Aucun de ces artistes n'était allé en Égypte. Ils ne connaissaient que par ouï-dire sa lumière éclatante, ses Pyramides, ses mosquées et ses foules enturbannées. S'inspirant de dessins exécutés par d'autres, copiant des costumes rapportés par les soldats rapatriés, dessinant dans les serres du Jardin des Plantes, ils s'efforçaient tant bien que mal, de donner quelque vraisemblance aux événements et aux sites exotiques qu'ils représentaient.
Il y avait pourtant, parmi les membres de l'Institut d'Égypte, un obscur collègue de Bonaparte, de Monge, de Berthollet, de Larrey et de Vivant Denon: un peintre italien nommé Michel Rigo, sur qui on ne sait à peu près rien, sinon qu'il vécut à Paris jusqu'à la fin de l'Empire et mourut en 1815 à Gênes, sa ville natale.
La plupart des tableaux qu'il a peints ont disparu et nous ne les connaissons que par les Livrets des Salons où, de 1804 à 1810, ils ont figuré.
En 1804, Rigo avait débuté par « une Prédication fanatique dans l'Orient ». La scène se passait en Égypte à l'époque où Bonaparte se trouvait en Syrie. On y voyait le prétendu « ange » El-Mohdy, parmi ses disciples les plus fervents.
Deux ans plus tard (car le Salon était biennal sous l'Empire), c'étaient deux toiles représentant chacune un acte de clémence de Napoléon. La première le montrait, entouré de ses officiers, recevant une députation du Divan du Caire, et prononçant ces paroles que traduisait l'interprète: « Dieu m'a ordonné d'être clément et miséricordieux pour le peuple… J'ai été clément et miséricordieux envers vous… J'ai été affligé de votre révolte, et je ne vous ai privés que pendant deux mois de votre Divan; mais aujourd'hui je vous le restitue: votre bonne conduite a effacé la tache de votre rébellion ».
----
TÂCHES À RÉALISER
1. Indiquez si chacune des affirmations suivantes concorde avec l'extrait sur le peintre Michel Rigo, en répondant par oui ou par non et en citant les mots décisifs de l'extrait. (a) Michel Rigo est mort à Gênes en 1815. (b) Sous l'Empire, le Salon se tenait chaque année. (c) La plupart des tableaux de Rigo nous sont parvenus.
2. Poursuivez l'extrait sur le peintre Michel Rigo à partir de sa dernière phrase.

(Relevés d'identification de position)
----
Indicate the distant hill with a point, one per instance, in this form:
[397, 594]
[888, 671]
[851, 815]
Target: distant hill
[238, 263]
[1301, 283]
----
RÉPONSES PAR TÂCHE
1.
(a) Oui : « mourut en 1815 à Gênes, sa ville natale ».
(b) Non : « le Salon était biennal sous l'Empire ».
(c) Non : « La plupart des tableaux qu'il a peints ont disparu ».

2.
Dans l'autre, la scène se passait le 14 messidor an 6. « L'armée d'Orient entrait dans Alexandrie… La femme d'un Arabe qu'on allait immoler… suivie de sa fille éplorée, jette entre les bras du général Bonaparte, son dernier enfant; Bonaparte sourit à l'innocence du fils et, d'un geste, il sauve la vie du père. Cet acte de clémence retint l'indignation des Français, il adoucit l'âme des Turcs et leurs armes leur tombèrent des mains ».
Malheureusement pour Rigo, l'Etat ne s'intéressa à aucune de ces oeuvres. Vivant Denon, le Directeur du Musée, régnait alors en maître sur les beaux-arts (l'architecture exceptée) et il n'en proposa pas l'achat. Étaient-elles médiocres, ou bien y avait-il entre ces deux hommes une de ces durables inimitiés si fréquentes dans le monde des arts? On l'ignore. Mais il est certain que, parmi les nombreuses qualités du Directeur, la grandeur d'âme et la générosité n'étaient pas celles qu'on avait le plus souvent l'occasion d'admirer.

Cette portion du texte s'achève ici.